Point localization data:
Segment Open
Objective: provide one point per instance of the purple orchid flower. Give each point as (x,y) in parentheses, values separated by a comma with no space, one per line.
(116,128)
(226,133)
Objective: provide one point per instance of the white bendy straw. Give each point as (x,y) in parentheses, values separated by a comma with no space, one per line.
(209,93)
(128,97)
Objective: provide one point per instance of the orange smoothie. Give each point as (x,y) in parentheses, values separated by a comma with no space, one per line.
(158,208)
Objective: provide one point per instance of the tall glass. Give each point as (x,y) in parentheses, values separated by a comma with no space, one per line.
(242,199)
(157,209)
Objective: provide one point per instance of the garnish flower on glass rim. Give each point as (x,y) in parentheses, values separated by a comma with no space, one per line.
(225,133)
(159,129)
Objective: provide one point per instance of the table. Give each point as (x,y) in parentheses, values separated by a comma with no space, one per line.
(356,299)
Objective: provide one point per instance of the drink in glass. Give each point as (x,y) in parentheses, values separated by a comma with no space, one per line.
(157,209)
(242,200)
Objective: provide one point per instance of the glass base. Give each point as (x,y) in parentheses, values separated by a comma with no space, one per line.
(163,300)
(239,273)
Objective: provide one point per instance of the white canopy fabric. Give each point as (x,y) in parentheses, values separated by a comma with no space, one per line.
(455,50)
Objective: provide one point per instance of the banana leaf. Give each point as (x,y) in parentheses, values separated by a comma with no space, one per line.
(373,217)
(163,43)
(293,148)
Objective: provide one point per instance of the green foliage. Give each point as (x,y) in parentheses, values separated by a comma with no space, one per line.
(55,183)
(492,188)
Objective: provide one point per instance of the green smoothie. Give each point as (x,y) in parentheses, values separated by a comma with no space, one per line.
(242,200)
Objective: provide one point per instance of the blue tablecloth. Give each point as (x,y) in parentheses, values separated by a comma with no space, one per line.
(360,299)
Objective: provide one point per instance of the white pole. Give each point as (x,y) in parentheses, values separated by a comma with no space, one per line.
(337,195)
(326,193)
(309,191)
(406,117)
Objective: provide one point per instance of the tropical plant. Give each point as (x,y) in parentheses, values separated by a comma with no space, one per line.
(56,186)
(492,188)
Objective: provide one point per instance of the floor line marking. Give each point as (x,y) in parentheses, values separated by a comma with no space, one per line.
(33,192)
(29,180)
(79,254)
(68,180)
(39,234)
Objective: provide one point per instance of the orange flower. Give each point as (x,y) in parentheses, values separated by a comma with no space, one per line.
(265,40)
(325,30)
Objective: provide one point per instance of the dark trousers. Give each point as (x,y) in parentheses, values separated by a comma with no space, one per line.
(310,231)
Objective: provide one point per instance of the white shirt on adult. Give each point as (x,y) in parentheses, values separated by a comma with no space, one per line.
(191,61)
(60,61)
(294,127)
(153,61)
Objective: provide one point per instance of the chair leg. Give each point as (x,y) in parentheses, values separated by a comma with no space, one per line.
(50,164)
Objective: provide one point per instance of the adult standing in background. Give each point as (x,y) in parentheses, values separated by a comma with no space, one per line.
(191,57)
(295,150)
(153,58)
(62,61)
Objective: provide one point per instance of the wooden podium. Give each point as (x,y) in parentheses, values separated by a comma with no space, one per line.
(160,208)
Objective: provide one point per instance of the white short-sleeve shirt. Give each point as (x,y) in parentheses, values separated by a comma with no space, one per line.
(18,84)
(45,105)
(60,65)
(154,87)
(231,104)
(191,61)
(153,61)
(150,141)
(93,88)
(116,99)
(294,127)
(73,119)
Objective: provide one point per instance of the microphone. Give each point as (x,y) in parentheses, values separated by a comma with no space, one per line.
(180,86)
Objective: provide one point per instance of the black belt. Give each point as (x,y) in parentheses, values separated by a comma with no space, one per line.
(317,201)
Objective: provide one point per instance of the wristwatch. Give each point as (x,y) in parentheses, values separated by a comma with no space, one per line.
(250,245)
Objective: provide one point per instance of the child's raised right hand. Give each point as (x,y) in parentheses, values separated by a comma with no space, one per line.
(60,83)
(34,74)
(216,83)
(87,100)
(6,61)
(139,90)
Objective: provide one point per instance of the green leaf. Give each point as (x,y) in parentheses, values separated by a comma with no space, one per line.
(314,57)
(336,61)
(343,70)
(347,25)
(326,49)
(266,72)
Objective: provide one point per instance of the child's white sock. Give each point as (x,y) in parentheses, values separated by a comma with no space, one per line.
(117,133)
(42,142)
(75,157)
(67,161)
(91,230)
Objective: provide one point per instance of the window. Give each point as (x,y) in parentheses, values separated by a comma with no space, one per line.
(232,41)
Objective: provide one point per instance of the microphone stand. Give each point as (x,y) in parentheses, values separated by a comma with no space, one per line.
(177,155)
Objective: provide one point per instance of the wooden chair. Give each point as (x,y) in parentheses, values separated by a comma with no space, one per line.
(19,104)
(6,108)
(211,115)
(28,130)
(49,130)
Segment Closed
▶ **ACTION ITEM**: Please restate the records in full, word for word.

▶ **WRITTEN SOLUTION**:
Objective: provide one point per instance of the purple orchid flower. Give each point as (x,y) in parentheses, values separated by a comma with no space, one per line.
(116,128)
(226,133)
Objective: provide one point per instance of the white bendy straw. Give each point as (x,y) in parentheses, values separated by a comma with no space, one per line.
(209,93)
(128,97)
Objective: provide one point per instance of the orange smoothie. Give each point as (x,y) in parentheses, values separated by a comma with no space, one per line.
(158,208)
Objective: provide one point per instance of the tall glass. Give each point as (x,y) in parentheses, values separated by a comma with no space, one per line.
(242,199)
(157,209)
Objective: provide one point per instance of the garnish flower on glass rim. Give each point as (x,y) in parentheses, values separated by a comma with no space, one per line.
(225,133)
(159,129)
Objective: provide one point per instance of the table. Give each point as (x,y) in parentheses, values separated by a comma with no space, one per line.
(356,299)
Objective: provide one point per instance of the drink in glass. Give each point as (x,y) in parentheses, values separated by a comma with no space, one per line.
(157,209)
(242,200)
Objective: provide one point per instance of the glass base. Give each point as (x,y) in parentheses, values separated by a comma with no space, one per line.
(163,300)
(239,273)
Objective: provide one point per instance of the white canopy fabric. Give each point as (x,y) in parentheses, values separated by a comma with no space, one per line.
(455,50)
Objective: provide one point per instance of the banana leaf. Give each point as (x,y) in parentheses, values separated by a comma with no space, one per line.
(373,217)
(163,43)
(293,148)
Objective: provide one point per instance of the green foliage. Give each point as (x,y) in parentheses, values separated by a comma with no space, one per line.
(55,183)
(492,188)
Objective: provide one point per instance of the green smoothie. Give each point as (x,y) in parentheses, values separated by a comma with no space, one per line.
(242,200)
Objective: provide one point per instance of the blue tablecloth. Give each point as (x,y) in parentheses, values separated by a comma with no space, one per line.
(360,299)
Objective: provide one point per instance of the white pole. Give each point as (x,y) in parentheses, values separated by a comma with no space, one per line.
(337,195)
(326,193)
(309,191)
(406,117)
Objective: provide one point per instance of the tropical plant. Give each point as (x,y) in parentheses, values separated by a comma with no space, one per line.
(56,186)
(492,188)
Objective: provide one point per instance of the floor line marking. Give each point as (x,y) in parentheses, values separated by a comma with no space, one per line.
(33,192)
(29,180)
(79,254)
(68,180)
(39,234)
Objective: provide one point per instance of the orange flower. Give each point as (x,y) in parentheses, values separated by a comma with no space, one per line.
(265,40)
(325,30)
Objective: provide one point per instance of the dark trousers. Give each point as (x,y) in parentheses, values separated by a comma with no space, one per line.
(310,231)
Objective: provide one point per instance of the white shirt on adult. Give each point as (x,y) in parentheses, values separated by a comma with no space, one per line.
(191,61)
(60,61)
(294,127)
(153,61)
Objective: provide one point per instance of the chair leg. Give each point as (x,y) in parentheses, values separated by a comma with no space, one per line.
(50,164)
Objective: provide one point per instance of the adult standing in background. Give each point as (x,y) in parentheses, values separated by a comma with no space, one per line.
(191,57)
(295,150)
(153,58)
(62,61)
Objective: provide one point per instance of the wooden podium. Give each point as (x,y) in parentheses, values separated by a comma with no space, one per line.
(160,208)
Objective: provide one point per instance of the white short-sleeve shirt. Give each point as (x,y) in parentheses, values separated by a comma with no space, one per line.
(18,84)
(45,105)
(60,65)
(154,87)
(231,104)
(191,61)
(153,61)
(150,141)
(93,88)
(116,99)
(294,127)
(73,119)
Objective: provide one point per instance of the microphone. Give each point as (x,y) in parentheses, values separated by a comma with no space, one per line.
(180,86)
Objective: provide one point per instance of the black belt. Give each point as (x,y) in parentheses, values separated by a comma with no space, one per line.
(317,201)
Objective: provide one point per instance of the wristwatch. Give each point as (x,y) in parentheses, values separated by a comma with no space, one per line.
(250,245)
Objective: provide one point per instance of the child's raised right hand. Give each point as (x,y) in parentheses, values separated by a comma with no space, one per line.
(60,83)
(34,74)
(216,83)
(87,100)
(6,61)
(139,90)
Objective: provide one point per instance of the green leaf. Give each point as (x,y) in parentheses, values separated by a comma with no space, one per line.
(314,57)
(336,61)
(343,70)
(347,25)
(326,49)
(266,72)
Objective: provide one point per instance of the child's white sock. Give each point as (x,y) in parentheses, values separated by a comma with no space, one per line.
(117,133)
(42,142)
(75,157)
(67,161)
(91,230)
Objective: provide one point per instance of the window. Give each point as (x,y) in parentheses, values separated by a comma with no space, one per line.
(232,41)
Objective: provide one point per instance of the microphone stand. Give each point as (x,y) in parentheses, values separated by a comma with no space, one per line.
(177,155)
Objective: provide one point per instance of the wooden chair. Give each point as (x,y) in parentheses, values separated by a comma with no space, one per line.
(19,104)
(6,108)
(211,115)
(28,130)
(49,130)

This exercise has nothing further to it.